(What to work on) Copy out verbatim the entries below, starting at the line that contains "Target — timber-framed building" and continuing through the last line of the entries.

(Material provided)
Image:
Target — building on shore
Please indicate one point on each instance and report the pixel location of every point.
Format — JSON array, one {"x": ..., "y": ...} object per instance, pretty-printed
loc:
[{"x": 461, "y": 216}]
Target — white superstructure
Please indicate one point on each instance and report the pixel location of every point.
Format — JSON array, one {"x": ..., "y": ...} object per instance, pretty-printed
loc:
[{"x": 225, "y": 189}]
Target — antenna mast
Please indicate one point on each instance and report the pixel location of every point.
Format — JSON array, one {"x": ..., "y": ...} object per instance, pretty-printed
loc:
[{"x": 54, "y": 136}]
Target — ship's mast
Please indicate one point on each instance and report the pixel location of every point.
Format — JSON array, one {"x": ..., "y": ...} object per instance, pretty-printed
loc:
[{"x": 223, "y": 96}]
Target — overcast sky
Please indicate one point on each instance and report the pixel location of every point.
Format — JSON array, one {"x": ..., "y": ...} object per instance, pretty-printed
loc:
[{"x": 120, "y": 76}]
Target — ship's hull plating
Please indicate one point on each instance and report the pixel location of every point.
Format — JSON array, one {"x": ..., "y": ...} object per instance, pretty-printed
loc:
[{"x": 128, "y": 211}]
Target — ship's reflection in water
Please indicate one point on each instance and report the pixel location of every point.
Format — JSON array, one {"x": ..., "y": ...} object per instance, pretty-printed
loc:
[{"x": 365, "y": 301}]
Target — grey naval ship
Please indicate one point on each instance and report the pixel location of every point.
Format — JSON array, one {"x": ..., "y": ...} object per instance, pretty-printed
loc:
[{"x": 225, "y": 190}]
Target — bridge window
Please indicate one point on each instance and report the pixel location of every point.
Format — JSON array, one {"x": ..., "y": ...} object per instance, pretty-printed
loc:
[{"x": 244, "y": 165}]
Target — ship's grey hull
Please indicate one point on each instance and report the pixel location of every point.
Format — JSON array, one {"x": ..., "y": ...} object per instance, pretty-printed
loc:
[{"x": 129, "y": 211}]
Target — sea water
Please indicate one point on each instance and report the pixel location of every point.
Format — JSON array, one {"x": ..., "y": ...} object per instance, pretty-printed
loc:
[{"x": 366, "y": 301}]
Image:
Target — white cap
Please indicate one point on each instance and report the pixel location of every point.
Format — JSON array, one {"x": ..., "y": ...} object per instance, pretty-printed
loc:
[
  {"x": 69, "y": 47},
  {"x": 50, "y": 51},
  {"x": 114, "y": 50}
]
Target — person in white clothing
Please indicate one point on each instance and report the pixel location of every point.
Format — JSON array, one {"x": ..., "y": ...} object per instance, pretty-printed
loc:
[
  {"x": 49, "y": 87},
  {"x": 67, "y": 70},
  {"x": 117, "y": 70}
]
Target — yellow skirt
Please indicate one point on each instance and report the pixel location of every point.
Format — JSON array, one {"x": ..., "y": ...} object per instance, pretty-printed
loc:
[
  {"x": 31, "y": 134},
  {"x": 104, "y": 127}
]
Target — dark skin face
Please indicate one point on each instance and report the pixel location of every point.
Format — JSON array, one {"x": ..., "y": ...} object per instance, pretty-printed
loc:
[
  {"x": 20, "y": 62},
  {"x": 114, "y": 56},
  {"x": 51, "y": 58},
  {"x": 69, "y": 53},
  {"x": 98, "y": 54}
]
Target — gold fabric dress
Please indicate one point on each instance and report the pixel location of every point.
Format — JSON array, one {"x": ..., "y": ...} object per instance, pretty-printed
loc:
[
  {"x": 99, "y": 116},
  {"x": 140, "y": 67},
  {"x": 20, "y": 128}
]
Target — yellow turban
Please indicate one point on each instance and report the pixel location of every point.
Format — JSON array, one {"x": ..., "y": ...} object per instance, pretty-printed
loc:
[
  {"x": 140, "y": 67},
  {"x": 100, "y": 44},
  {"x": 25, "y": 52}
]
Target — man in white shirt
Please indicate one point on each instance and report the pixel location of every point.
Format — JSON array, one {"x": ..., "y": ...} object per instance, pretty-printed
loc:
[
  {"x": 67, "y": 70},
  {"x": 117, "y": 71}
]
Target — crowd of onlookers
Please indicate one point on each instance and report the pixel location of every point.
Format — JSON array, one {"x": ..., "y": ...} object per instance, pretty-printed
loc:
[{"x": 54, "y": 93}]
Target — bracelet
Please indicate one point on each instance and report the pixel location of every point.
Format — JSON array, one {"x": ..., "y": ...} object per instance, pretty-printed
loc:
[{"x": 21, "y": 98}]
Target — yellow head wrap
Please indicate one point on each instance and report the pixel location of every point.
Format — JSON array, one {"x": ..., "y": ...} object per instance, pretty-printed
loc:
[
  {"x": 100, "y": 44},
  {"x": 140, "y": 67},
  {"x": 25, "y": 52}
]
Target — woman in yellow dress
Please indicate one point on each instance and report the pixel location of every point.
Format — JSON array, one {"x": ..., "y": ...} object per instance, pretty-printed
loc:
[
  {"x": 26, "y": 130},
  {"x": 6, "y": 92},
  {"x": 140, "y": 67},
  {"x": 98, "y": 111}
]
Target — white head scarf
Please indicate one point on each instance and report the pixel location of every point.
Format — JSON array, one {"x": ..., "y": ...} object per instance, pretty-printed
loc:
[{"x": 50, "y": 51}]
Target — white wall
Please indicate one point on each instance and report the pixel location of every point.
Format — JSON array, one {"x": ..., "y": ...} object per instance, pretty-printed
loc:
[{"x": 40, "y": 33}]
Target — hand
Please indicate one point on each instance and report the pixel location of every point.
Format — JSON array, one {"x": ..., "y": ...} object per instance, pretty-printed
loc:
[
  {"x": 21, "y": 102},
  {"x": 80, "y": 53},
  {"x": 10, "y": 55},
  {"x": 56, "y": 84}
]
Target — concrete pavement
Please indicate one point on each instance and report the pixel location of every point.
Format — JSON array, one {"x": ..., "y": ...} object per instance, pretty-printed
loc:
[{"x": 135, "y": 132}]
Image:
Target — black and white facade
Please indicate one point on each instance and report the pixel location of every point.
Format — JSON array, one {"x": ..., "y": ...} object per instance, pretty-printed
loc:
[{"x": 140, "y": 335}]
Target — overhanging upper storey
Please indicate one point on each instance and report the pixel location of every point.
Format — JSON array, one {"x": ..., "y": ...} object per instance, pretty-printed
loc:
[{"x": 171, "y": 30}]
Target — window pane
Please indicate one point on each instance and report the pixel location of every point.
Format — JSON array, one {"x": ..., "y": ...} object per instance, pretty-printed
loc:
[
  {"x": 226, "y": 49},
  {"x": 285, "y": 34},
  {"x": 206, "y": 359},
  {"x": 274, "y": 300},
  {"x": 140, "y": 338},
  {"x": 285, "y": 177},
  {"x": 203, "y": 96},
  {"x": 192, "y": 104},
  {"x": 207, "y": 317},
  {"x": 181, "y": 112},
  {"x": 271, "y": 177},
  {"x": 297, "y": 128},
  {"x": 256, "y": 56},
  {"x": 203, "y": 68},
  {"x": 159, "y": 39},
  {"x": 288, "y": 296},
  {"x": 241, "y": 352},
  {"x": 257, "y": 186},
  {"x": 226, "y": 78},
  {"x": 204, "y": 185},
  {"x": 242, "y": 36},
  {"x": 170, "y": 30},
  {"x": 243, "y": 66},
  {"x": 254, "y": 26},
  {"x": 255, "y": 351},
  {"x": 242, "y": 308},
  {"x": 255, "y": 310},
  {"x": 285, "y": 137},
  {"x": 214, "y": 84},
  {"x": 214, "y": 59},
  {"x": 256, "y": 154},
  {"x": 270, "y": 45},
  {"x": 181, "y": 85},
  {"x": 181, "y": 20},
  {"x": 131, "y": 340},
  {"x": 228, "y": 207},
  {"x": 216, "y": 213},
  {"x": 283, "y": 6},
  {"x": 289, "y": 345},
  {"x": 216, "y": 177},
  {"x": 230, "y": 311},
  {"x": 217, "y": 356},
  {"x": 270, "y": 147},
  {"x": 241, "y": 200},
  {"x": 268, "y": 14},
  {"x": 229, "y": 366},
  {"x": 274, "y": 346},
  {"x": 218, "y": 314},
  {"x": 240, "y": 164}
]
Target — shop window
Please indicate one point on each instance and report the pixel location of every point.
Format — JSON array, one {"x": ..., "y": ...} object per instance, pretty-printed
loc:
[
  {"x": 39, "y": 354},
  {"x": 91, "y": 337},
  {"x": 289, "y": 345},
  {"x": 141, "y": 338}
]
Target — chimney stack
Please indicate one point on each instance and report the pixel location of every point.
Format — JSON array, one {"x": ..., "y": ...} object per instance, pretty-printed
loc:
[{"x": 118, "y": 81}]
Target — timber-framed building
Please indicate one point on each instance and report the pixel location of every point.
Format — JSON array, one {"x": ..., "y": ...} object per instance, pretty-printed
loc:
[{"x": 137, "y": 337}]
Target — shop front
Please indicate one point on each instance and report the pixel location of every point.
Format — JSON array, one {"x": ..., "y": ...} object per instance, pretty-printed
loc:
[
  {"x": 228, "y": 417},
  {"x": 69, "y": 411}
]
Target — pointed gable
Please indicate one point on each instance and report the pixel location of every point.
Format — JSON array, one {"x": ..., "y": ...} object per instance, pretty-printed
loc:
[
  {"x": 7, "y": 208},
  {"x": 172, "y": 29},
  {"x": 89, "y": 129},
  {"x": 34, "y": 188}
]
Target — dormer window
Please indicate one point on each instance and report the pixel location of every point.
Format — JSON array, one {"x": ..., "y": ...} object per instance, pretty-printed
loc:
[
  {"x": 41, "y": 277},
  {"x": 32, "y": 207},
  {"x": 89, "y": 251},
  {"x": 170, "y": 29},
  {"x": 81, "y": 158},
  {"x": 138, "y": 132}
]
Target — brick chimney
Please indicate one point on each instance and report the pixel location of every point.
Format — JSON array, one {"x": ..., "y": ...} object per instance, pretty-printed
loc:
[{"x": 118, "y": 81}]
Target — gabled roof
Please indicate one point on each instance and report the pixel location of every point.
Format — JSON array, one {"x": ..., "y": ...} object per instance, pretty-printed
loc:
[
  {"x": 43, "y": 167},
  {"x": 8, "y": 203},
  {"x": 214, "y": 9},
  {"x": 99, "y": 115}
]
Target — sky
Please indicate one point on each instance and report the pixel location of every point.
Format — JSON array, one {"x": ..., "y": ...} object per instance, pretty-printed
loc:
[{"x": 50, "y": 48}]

(Response)
Target — timber-framed building
Please indicate one point on each instance and report the pixel location of every point.
Format — JSON array, one {"x": ..., "y": ...} object per instance, pretty-printed
loc:
[{"x": 137, "y": 337}]
Target — shop front
Please indicate one point on each instance and report the pixel location of every point.
Format — JSON array, one {"x": ..., "y": ...} object per instance, pretty-printed
loc:
[
  {"x": 228, "y": 417},
  {"x": 69, "y": 411}
]
Target — pointed gable
Please indicate one point on each instance and report the pixel location of every point.
Format — JSON array, one {"x": ..., "y": ...} object per instance, pretty-printed
loc:
[
  {"x": 7, "y": 208},
  {"x": 172, "y": 29},
  {"x": 89, "y": 129},
  {"x": 34, "y": 188}
]
Target — dormer window
Please indicate one point on each instance and report the pixel location of every point.
Format — JSON array, one {"x": ..., "y": ...} object per instance, pretty-printed
loc:
[
  {"x": 41, "y": 277},
  {"x": 32, "y": 207},
  {"x": 89, "y": 251},
  {"x": 170, "y": 29},
  {"x": 81, "y": 158},
  {"x": 138, "y": 132}
]
Target — brick chimney
Please indicate one point on each instance and report the pixel location of every point.
Format — JSON array, one {"x": ..., "y": ...} object per instance, pretty-printed
loc:
[{"x": 118, "y": 81}]
Target — gabled roof
Please indicate one point on each instance and report the pixel location of every point.
Format — JSON array, one {"x": ..., "y": ...} object per instance, pretty-printed
loc:
[
  {"x": 43, "y": 167},
  {"x": 8, "y": 203},
  {"x": 214, "y": 9},
  {"x": 99, "y": 115}
]
Target — sky
Please indicate one point on each instance and report the pixel location of every point.
Format — JSON array, one {"x": ..., "y": ...} object per instance, pretty-printed
loc:
[{"x": 50, "y": 48}]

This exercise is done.